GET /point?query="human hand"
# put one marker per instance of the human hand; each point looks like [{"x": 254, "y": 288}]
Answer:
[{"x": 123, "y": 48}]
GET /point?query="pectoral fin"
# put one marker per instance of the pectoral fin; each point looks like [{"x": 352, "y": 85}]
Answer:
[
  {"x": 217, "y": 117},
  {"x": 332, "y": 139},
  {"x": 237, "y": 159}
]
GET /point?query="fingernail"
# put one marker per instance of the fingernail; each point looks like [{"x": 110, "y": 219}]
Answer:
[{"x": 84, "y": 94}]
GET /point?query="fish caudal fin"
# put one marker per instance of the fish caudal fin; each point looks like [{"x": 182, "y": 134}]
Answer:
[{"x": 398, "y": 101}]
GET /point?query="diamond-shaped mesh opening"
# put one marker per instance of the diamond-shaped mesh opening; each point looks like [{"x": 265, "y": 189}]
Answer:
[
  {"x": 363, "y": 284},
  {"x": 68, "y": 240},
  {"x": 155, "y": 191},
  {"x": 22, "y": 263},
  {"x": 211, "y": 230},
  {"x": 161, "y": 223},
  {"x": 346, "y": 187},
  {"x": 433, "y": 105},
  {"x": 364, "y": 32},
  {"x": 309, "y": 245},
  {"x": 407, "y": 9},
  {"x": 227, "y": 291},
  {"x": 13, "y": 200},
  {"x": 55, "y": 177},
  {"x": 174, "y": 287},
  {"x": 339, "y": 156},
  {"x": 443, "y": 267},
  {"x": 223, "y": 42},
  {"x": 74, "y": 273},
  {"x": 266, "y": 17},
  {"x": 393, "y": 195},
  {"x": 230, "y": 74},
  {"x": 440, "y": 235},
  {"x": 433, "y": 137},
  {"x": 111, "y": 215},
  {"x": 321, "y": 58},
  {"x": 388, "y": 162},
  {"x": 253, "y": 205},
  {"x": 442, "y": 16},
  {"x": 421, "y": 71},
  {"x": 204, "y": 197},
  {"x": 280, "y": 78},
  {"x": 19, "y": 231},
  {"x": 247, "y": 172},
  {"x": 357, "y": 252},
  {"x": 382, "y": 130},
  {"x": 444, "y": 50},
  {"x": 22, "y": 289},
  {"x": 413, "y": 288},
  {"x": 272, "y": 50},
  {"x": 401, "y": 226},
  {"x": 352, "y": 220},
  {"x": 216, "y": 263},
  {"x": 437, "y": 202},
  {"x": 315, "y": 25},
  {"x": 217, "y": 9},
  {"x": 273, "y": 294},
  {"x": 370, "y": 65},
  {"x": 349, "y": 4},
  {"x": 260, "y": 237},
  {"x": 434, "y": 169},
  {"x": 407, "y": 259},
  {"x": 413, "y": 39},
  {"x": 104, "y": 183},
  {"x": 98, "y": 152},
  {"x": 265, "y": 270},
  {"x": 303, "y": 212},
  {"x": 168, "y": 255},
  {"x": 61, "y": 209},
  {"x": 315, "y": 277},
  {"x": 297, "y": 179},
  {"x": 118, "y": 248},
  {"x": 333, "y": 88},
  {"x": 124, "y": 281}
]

> _Your assignment_
Lines containing the word "opening" must all be returned from the material above.

> _Solution_
GET /point?query="diamond-shaped mesh opening"
# put one marker per instance of the diamond-shaped mesh opening; each point looks like [{"x": 265, "y": 189}]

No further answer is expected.